> **PAGE**
--- Begin ---
Rogers, Janet Marie. Peace in Duress. Vancouver: Talon Books, 2012. 128pp.
http://talonbooks.com/books/peace-in-duress
Rogers, Janet Marie. Janet Marie Rogers Stream on Soundcloud. 2013. Web. 3 Jan. 2015.
https://soundcloud.com/janet-marie-rogers
Peace
in Duress is Janet Rogers' fourth poetry
collection available from Talon Books (214). As a recent poet laureate of
Victoria, British Colombia, Rogers hails from the Mohawk-Tuscarora Nations and
engages a staggering range of timely themes such as environmental justice,
First Nations sovereignty and struggles for decolonization, gender and
sexuality, oral traditions (see "Sky Woman Falling" and
"Red-Black" especially), critiques of capitalism and more. This list
is hardly exhaustive and the collection itself resists easy reductions, as hers
is a powerful, edgy voice that simultaneously thunders and soothes, aggravates
and celebrates-- sometimes in the very same breath. Hers is a voice that
thunders as it demands political change—"We want more/And we want it
now"—and she urges readers/listeners to do the same in "Move Like a
Mountain," writing "you better walk loud." Yet even as she
painfully points our eyes to the "Fractures/In the Sacred," and
reminds us that we are, "standing on stolen territories," Rogers likewise
declares that the people are "Singing new songs" and implores the
audience to "Resist the hate/keep praying." Whether she is taking aim
at attacks on the land and tribal sovereignty, or rejoicing in a kiss or other
act of human kindness, Peace in Duress
is overflowing with the spirit of resistance to confining notions of both poetry
and indigeneity.
--- End ---
> **STATED GOAL A**
Retype the records exactly, from their start down to and including the line containing "[[0, 62, 468, 202]]". Leave the pictures out of your copy.

> **MATERIAL PROVIDED**
--- Begin ---
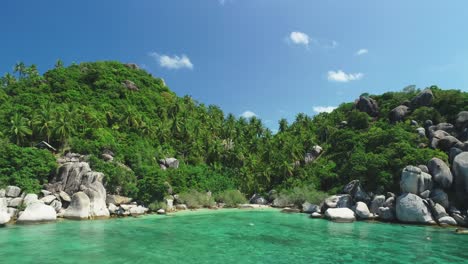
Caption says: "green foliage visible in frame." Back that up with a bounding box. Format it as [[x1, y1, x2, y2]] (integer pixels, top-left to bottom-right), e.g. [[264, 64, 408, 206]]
[[278, 186, 328, 207], [0, 60, 462, 201], [0, 140, 57, 193], [216, 190, 247, 207], [179, 190, 215, 209]]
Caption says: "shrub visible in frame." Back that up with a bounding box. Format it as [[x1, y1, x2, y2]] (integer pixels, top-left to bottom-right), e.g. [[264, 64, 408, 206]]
[[216, 190, 247, 207], [179, 190, 215, 209]]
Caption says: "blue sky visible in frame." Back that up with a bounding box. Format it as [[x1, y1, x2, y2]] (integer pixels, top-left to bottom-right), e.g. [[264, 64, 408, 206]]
[[0, 0, 468, 130]]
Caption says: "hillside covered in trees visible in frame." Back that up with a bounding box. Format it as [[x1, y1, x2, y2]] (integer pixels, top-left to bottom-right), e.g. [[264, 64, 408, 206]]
[[0, 61, 468, 203]]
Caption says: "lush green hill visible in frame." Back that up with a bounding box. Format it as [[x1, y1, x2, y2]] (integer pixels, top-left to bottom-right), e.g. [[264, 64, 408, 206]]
[[0, 62, 468, 202]]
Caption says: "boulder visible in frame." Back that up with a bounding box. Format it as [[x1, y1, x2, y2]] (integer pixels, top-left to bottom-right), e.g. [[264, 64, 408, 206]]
[[302, 202, 320, 214], [8, 197, 23, 207], [63, 192, 91, 219], [356, 96, 379, 117], [106, 194, 133, 205], [343, 180, 371, 203], [249, 194, 268, 204], [355, 202, 371, 219], [438, 216, 457, 226], [130, 205, 148, 216], [431, 203, 448, 220], [41, 195, 57, 204], [370, 195, 385, 214], [377, 207, 395, 222], [50, 200, 62, 213], [411, 89, 434, 109], [107, 203, 119, 214], [416, 127, 426, 137], [430, 188, 450, 209], [325, 194, 353, 208], [175, 204, 188, 210], [436, 136, 461, 151], [81, 172, 110, 218], [18, 202, 57, 223], [396, 193, 434, 224], [325, 208, 356, 223], [122, 80, 139, 91], [5, 186, 21, 198], [427, 158, 453, 189], [455, 111, 468, 130], [452, 152, 468, 207], [101, 153, 114, 161], [390, 105, 409, 123], [310, 212, 322, 218], [59, 191, 71, 203], [400, 166, 432, 194]]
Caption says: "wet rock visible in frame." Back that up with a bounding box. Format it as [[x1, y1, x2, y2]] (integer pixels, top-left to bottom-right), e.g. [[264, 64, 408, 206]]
[[396, 193, 435, 224]]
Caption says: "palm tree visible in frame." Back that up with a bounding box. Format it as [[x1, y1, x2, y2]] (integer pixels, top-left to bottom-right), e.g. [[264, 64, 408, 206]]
[[10, 113, 32, 145]]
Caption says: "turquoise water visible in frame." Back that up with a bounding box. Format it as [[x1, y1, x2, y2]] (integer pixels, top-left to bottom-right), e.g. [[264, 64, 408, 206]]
[[0, 209, 468, 264]]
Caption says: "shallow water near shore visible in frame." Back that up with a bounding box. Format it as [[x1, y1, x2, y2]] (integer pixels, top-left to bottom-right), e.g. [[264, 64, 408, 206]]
[[0, 209, 468, 264]]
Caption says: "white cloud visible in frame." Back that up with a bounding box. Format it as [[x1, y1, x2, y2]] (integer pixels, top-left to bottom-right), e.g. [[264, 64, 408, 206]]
[[149, 52, 193, 70], [241, 110, 257, 118], [355, 49, 369, 56], [289, 31, 310, 46], [312, 106, 336, 113], [327, 70, 364, 82]]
--- End ---
> **STATED GOAL B**
Answer these questions from the review of Peace in Duress:
(i) Which publisher released the collection?
(ii) Which Nations does Rogers hail from?
(iii) In which poem does Rogers write "you better walk loud"?

> **RIGHT ANSWER A**
Caption says: "green foliage visible in frame." Back that up with a bounding box. Format it as [[x1, y1, x2, y2]] (integer pixels, top-left to bottom-right), e.g. [[264, 64, 408, 206]]
[[278, 186, 328, 207], [0, 60, 462, 201], [0, 140, 57, 193], [216, 190, 247, 207], [179, 190, 215, 209]]
Caption says: "shrub visible in frame." Back that up with a bounding box. Format it as [[x1, y1, x2, y2]] (integer pixels, top-left to bottom-right), e.g. [[264, 64, 408, 206]]
[[216, 190, 247, 207], [179, 190, 215, 209]]
Caption says: "blue sky visible in frame." Back that up with a bounding box. Format it as [[x1, y1, x2, y2]] (integer pixels, top-left to bottom-right), e.g. [[264, 64, 408, 206]]
[[0, 0, 468, 130]]
Caption says: "hillside covered in trees visible in frame." Back that up with a bounding box. Format it as [[x1, y1, x2, y2]] (integer pixels, top-left to bottom-right), e.g. [[264, 64, 408, 206]]
[[0, 61, 468, 203]]
Caption says: "lush green hill visible in frame." Back that up with a bounding box. Format it as [[x1, y1, x2, y2]] (integer pixels, top-left to bottom-right), e.g. [[264, 64, 408, 206]]
[[0, 62, 468, 202]]

> **RIGHT ANSWER B**
(i) Talon Books
(ii) The Mohawk-Tuscarora Nations
(iii) "Move Like a Mountain"